▸ **EXTRAIT DU DOCUMENT**

────────────────────────────────────────

D’autre part, il avait la prétention de juger on bloc les Œuvres et les Hommes du XIXe siècle. Dès lors, il ne lui déplaisait point peut-être de laissera penser que toutes ses études étaient reliées entre elles par des liens plus solides que le hasard de leur rapprochement. Il ne voulait pas surtout (il le dit expressément) qu’on y vit apparaître « le fil du brocheur ». Mais il ne savait pas qu’il n’y a rien de plus factice qu’une unité recherchée à tout prix et que le « bloc », surtout pour un esprit critique, est la chose du monde la plus artificielle et la moins sincère.

Les intelligences de notre époque, qui ont le souci d’une méthode vraiment scientifique, rejettent tout appareil de convention et ne s’en tiennent qu’à la réalité des faits. Elles ne s’étonneront pas de voir en 1880 un d’Aurevilly différent du d’Aurevilly de 1840. Elles s’étonneraient plutôt qu’en un aussi long laps de temps l’auteur des Œuvres et les Hommes fût toujours demeuré identique à lui-même. Elles aimeront à le considérer à tel ou tel instant précis de sa carrière. Par delà ce qu’il a voulu et imaginé, elles le verront tel qu’il fut, elles rechercheront ce qu’il a été.

C’est dans ce sentiment que j’ai feuilleté la collection volumineuse des nombreux journaux auxquels Barbey d’Aurevilly a collaboré. Je l’y ai surpris, à divers moments de son existence, à ses débuts dans la poésie, dans le roman et dans la critique, comme aux suprêmes manifestations de son infatigable énergie intellectuelle.

────────────────────────────────────────

▸ **ÉNONCÉ**
Recopiez sans rien changer le passage de l'extrait sur Barbey d'Aurevilly qui s'ouvre sur les mots contenant « Les intelligences de » et se clôt sur « qu’il a été. ». Les données ne sont pas nécessaires pour ce travail.

▸ **DONNÉES**

────────────────────────────────────────

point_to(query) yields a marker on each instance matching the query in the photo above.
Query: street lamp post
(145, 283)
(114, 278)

────────────────────────────────────────

▸ **CORRIGÉ**
Les intelligences de notre époque, qui ont le souci d’une méthode vraiment scientifique, rejettent tout appareil de convention et ne s’en tiennent qu’à la réalité des faits. Elles ne s’étonneront pas de voir en 1880 un d’Aurevilly différent du d’Aurevilly de 1840. Elles s’étonneraient plutôt qu’en un aussi long laps de temps l’auteur des Œuvres et les Hommes fût toujours demeuré identique à lui-même. Elles aimeront à le considérer à tel ou tel instant précis de sa carrière. Par delà ce qu’il a voulu et imaginé, elles le verront tel qu’il fut, elles rechercheront ce qu’il a été.